### Work to be completed
Please convert the data below into a numbered list, one line per item, with the blank lines left out.

-------- Excerpted data --------

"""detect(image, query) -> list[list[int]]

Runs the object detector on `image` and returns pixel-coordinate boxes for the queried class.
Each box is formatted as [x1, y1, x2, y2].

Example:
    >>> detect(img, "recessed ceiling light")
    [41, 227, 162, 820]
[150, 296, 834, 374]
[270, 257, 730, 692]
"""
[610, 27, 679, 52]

--------

### Correct result
1. """detect(image, query) -> list[list[int]]
2. Runs the object detector on `image` and returns pixel-coordinate boxes for the queried class.
3. Each box is formatted as [x1, y1, x2, y2].
4. Example:
5.     >>> detect(img, "recessed ceiling light")
6.     [41, 227, 162, 820]
7. [150, 296, 834, 374]
8. [270, 257, 730, 692]
9. """
10. [610, 27, 679, 52]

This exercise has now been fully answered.